─── Document text ───

Brief in Support of Motion for Judgment on the Pleadings

Brief in Opposition to Motion for Judgment on the Pleadings

Reply Brief in Support of Motion for Judgment on the Pleadings


I’m writing this post about the Business Court’s past decisions involving tortious interference with contract because "tortious interference" is one of the most common searches leading readers to this blog. 

So, here’s a summary of more than a dozen Business Court decisions which involve that tort, with links to the summaries of the cases on this blog, which in turn have links to the full opinion and also to the briefs if they were available. 

Tortious interference claims survived dispositive motions in these cases: 

In Webb Builders, LLC v. Jones, January 24, 2002 (unpublished), a homebuilder was pursuing tortious interference claims against a dissatisfied customer.  The customer had complained to others for whom the builder was working, and some of those customers had terminated their relationships with the builder.  The customer also complained to prospective customers, some of whom declined to do business with the builder.  The Court considered the factors set out in the Restatement (Second) of Torts §767, which include "(a) the nature of the actor’s conduct, (b) the actor’s motive, (c) the interests of the other with which the actor’s conduct interferes, (d) the interests sought to be advanced by the actor, (e) the social interests in protecting the freedom of the actor and the contractual interests of the other, (f) the proximity or remoteness of the actor’s conduct to the interference, and (g) the relations between the parties." The Court held that this tort does not require a showing of of force, or threat, or intimidation, and also that it does not require independently tortious conduct.

In Sunbelt Rentals, Inc. v. Head & Engquist Equipment LLC, 2002 NCBC 4 (N.C. Super. Ct. July 10, 2002), the Court engaged in a thorough discussion of the tort of interference with prospective economic advantage (or prospective economic relations) and let survive a claim between two competitors.  It found that there were issues of fact "whether defendants prevented plaintiff from making contracts by means other than legitimate methods of competition."  Those facts, generally, involved the defendant’s use of the plaintiff’s confidential information and a deliberate pattern of undermining the plaintiff’s business.  The Court also allowed a claim for tortious interference for the manner in which defendant had recruited plaintiff’s employees.  (The Sunbelt case, which was affirmed by the North Carolina Court of Appeals, is probably the most significant North Carolina case involving tortious conduct between competitors).

In CNC/Access, Inc. v. Scruggs, 2006 NCBC 20 (N.C. Super. Ct. Nov. 15, 2006), the Court found issues of material fact whether the plaintiff had interfered with the defendant’s prospective relationships with certain customers.  The Court dismissed plaintiff’s claims for tortious interference, finding that the covenants not to compete on which those claims were based were unenforceable.  The parties were competitors.

The Business Court has dismissed tortious interference claims on multiple occasions, including cases involoving lenders, competitors, trust beneficiaries, and insurance agents:

In Reeve and Assocs., Inc. v. UCB, 1997 NCBC 2 (N.C. Super. Ct. Oct. 6, 1997), the Court held that there was no tortious interference claim by a junior lender against a senior lender which had required the borrower to sell off its collateral in order to pay down the senior debt.

─── Dataset excerpt ───

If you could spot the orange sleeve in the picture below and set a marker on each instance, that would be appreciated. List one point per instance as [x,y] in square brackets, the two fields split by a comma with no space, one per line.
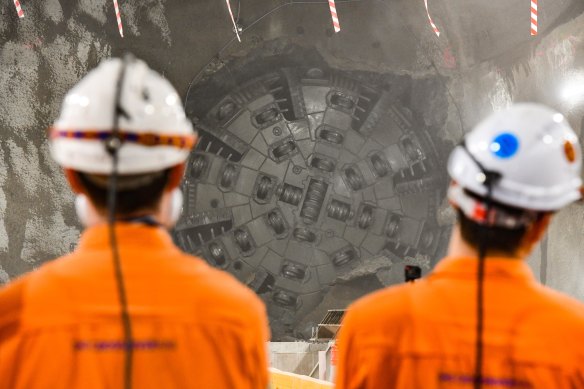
[350,371]
[11,306]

───

> **Problems to work on**:
1. In the tortious interference post, which court affirmed the Sunbelt case?
2. Write out the tortious interference post from "In CNC/Access, Inc." up to and including "parties were competitors.".
Work only from the tortious interference post.

> **Exercise answers**:
1. The North Carolina Court of Appeals.

2.
In CNC/Access, Inc. v. Scruggs, 2006 NCBC 20 (N.C. Super. Ct. Nov. 15, 2006), the Court found issues of material fact whether the plaintiff had interfered with the defendant’s prospective relationships with certain customers.  The Court dismissed plaintiff’s claims for tortious interference, finding that the covenants not to compete on which those claims were based were unenforceable.  The parties were competitors.